To validate the results of our manifold analysis, we quantified the representational alignment of the FNN with both V1 and retina using standard alignment metrics from the literature (Kriegeskorte et al., 2008; Raghu et al., 2017; Yamins et al., 2014; Ostrow et al., 2023). We found that our result of the recurrent module being most aligned with biology in terms of decoding analysis was supported by these metrics (see Tables 1, 5). The DSA metric (Ostrow et al., 2023), while correctly showing higher values for tubular dynamics in the recurrent stage and after, wrongly predicted high alignment between the FNN’s L1 and the biological data. This is likely due to tubular trajectories arising for entirely different reasons (i.e., local stimulus periodicity). Moreover, smoothness and neuronal responses (PSTHs) in the encoding manifold showed a clear misalignment between the FNN’s recurrent stage and V1. This relationship was not captured by the standard metrics, underscoring the need for our analysis at the population level.

Table 1. Mean representational alignment metrics.

Mean of Representational Similarity Analysis (RSA), Canonical Correlation Analysis (CCA), Linear Predictivity (LP) and Dynamic Similarity An lysis (DSA). Details in Appendix A.12); individual values in Table 5.

Region Enc L1 Enc L2 Enc L4 Enc L5 Enc L7 Enc L8 Rec Readout Output
Retina 0.26 0.26 0.30 0.33 0.28 0.28 0.40 0.34 0.34
V1 0.29 0.21 0.32 0.30 0.30 0.32 0.53 0.38 0.48

4. Discussion

Decoding manifolds and trajectories allow us to assess whether networks achieve comparable degrees of stimulus representation and separability. Encoding manifolds, on the other hand, evaluate at a global level how the responses and global organization of individual neurons compare to those in biological systems; in other words, whether the FNN and biological networks employ similar encoding mechanisms to produce similar outputs. Finally, decoding trajectories serve as a surrogate for computation, reflecting the dynamics of activity over the neural state space (cf. (Hopfield, 1984)). Our analysis of the FNN revealed an increasing richness of representation up to the recurrent module (cf. Hoeller et al. (2024); see also contrasts with Xu et al. (2023); Nayebi et al. (2023); Froudarakis et al. (2020)). However, most PSTHs lacked the characteristic temporal response profiles observed in biological recordings (Ringach et al., 2016; Ko et al., 2011). Since the FNN was trained to predict neural spike trains, classification behavior evolved implicitly (cf. Table 3)). Thus, it is plausible that the recurrent features are sufficiently complex for robust feature representation and that the subsequent modules serve to fit the neural data rather than to provide additional biologically meaningful computations.

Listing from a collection
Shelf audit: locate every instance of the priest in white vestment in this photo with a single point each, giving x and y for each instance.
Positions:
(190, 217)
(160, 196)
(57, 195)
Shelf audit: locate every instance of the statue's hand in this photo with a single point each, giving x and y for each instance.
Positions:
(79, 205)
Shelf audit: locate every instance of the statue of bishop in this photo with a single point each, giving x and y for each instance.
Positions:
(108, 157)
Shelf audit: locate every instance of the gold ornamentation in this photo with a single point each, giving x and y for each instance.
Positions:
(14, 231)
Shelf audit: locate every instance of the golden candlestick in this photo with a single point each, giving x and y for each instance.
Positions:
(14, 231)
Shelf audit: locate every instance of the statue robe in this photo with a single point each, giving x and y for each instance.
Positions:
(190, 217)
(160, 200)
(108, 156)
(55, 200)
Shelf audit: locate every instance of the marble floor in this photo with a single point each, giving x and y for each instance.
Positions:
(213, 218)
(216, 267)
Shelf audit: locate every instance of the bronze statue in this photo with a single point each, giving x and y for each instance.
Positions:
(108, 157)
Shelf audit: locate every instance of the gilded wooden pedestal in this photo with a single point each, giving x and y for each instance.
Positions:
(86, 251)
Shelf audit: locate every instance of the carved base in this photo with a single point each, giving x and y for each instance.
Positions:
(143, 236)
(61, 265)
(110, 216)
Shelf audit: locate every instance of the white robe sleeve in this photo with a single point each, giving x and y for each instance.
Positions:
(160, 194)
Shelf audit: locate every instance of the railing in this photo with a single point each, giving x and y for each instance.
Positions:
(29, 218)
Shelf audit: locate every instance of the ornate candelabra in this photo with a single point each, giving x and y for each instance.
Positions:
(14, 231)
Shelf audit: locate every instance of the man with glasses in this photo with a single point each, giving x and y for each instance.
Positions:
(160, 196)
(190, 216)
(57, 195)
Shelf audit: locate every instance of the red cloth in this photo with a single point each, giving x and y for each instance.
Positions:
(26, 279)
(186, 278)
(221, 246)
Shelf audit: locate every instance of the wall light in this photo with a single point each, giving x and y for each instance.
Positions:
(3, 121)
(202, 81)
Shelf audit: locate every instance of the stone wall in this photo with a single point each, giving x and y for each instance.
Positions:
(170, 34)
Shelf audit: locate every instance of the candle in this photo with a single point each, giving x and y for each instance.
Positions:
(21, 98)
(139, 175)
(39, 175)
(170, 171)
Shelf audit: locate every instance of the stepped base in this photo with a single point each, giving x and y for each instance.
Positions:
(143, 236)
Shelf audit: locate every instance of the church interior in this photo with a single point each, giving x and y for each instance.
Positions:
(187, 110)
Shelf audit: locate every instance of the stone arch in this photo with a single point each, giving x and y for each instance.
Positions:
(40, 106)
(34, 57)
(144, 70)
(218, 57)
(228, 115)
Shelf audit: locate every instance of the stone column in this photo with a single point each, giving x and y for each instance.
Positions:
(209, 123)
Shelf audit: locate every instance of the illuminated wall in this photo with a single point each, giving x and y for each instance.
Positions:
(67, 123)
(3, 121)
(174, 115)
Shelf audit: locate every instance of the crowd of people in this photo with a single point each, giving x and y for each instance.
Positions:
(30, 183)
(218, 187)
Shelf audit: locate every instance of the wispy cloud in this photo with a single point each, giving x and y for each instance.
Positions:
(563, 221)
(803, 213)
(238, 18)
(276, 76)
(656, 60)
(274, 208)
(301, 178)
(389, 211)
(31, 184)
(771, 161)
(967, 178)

*ABOUT THIS EXERCISE*
In the passage on network alignment above, transcribe the part that opens with the words containing "Mean of Representational" and closes with "in Table 5.".

*YOUR SOLUTION*
Mean of Representational Similarity Analysis (RSA), Canonical Correlation Analysis (CCA), Linear Predictivity (LP) and Dynamic Similarity An lysis (DSA). Details in Appendix A.12); individual values in Table 5.